WHAT TO DO >>
Can you turn all of the data below into a numbered list, leaving out any blank lines?

LISTED RECORDS >>
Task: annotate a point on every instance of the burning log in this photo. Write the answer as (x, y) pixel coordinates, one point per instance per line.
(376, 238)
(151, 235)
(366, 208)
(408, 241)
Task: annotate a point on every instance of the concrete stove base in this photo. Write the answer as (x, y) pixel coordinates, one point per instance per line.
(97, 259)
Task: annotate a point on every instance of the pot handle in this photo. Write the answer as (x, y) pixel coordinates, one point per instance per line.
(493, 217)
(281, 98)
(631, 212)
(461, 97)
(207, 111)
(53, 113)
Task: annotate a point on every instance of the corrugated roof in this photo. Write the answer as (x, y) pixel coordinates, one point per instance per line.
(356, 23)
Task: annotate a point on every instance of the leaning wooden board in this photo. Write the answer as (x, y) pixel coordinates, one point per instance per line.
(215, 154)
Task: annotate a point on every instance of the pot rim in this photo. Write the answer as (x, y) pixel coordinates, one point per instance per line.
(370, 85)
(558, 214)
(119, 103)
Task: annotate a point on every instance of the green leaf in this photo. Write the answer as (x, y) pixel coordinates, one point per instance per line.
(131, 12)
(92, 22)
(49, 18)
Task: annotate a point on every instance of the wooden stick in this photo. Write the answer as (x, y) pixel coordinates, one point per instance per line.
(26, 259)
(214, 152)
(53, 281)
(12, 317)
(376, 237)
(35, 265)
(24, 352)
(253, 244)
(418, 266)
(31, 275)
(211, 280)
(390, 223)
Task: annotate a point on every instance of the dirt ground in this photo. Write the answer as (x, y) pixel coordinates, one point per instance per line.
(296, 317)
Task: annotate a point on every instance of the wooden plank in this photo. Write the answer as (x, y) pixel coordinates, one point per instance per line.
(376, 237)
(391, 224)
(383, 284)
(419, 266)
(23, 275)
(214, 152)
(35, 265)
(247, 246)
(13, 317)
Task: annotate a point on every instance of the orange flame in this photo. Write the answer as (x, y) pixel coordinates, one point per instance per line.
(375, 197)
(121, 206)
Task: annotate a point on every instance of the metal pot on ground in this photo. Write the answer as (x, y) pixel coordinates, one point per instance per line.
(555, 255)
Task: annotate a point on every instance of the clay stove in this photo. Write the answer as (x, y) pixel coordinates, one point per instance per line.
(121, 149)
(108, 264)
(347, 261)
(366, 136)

RESULT BELOW >>
1. Task: annotate a point on every instance of the burning log in this photo. Write the answer as (x, y) pixel coordinates, one point per instance per line.
2. (376, 238)
3. (151, 235)
4. (366, 208)
5. (408, 241)
6. Task: annotate a point on every instance of the concrete stove base in this photo. Write the answer as (x, y) pixel coordinates, one point per instance per line.
7. (97, 259)
8. Task: annotate a point on every instance of the pot handle in this photo. Write the answer as (x, y) pixel coordinates, one point per instance per line.
9. (493, 217)
10. (281, 98)
11. (631, 212)
12. (461, 97)
13. (207, 111)
14. (53, 113)
15. Task: annotate a point on every instance of the corrugated roof in this photo. Write the answer as (x, y) pixel coordinates, one point per instance per line.
16. (356, 23)
17. Task: annotate a point on every instance of the leaning wooden board in this photo. Write the answer as (x, y) pixel coordinates, one point per instance per line.
18. (215, 154)
19. Task: annotate a point on every instance of the pot rim in this photo. Write the answer as (x, y) pixel coordinates, one point per instance per line.
20. (370, 85)
21. (558, 214)
22. (119, 103)
23. Task: annotate a point on every instance of the green leaf in this photo. Write the answer as (x, y) pixel coordinates, one point per instance per line.
24. (131, 12)
25. (92, 22)
26. (49, 18)
27. Task: annotate a point on every instance of the wooden stick in this photo. Write the answer as (x, y) pixel coordinates, one point per instance per line.
28. (26, 259)
29. (214, 152)
30. (53, 281)
31. (12, 317)
32. (376, 237)
33. (35, 265)
34. (24, 352)
35. (253, 244)
36. (418, 266)
37. (31, 275)
38. (211, 280)
39. (390, 223)
40. Task: annotate a point on every instance of the dirt ground in this photo. Write the answer as (x, y) pixel coordinates, one point per instance per line.
41. (296, 317)
42. Task: annotate a point on every instance of the wooden plank in this photo. Write the answer as (x, y) pixel coordinates, one point per instance per line.
43. (376, 237)
44. (391, 224)
45. (383, 284)
46. (419, 266)
47. (23, 275)
48. (214, 152)
49. (35, 265)
50. (247, 246)
51. (13, 317)
52. Task: annotate a point on every instance of the orange flame in this photo. Write the answer as (x, y) pixel coordinates, one point per instance per line.
53. (375, 197)
54. (121, 206)
55. Task: annotate a point on every instance of the metal pot on ground in this photo. Write the answer as (x, y) pixel coordinates, one point per instance per line.
56. (555, 255)
57. Task: annotate a point on every instance of the clay stove in this photo. Write the answer as (x, y) pixel coordinates, one point per instance per line.
58. (121, 149)
59. (108, 264)
60. (347, 261)
61. (366, 136)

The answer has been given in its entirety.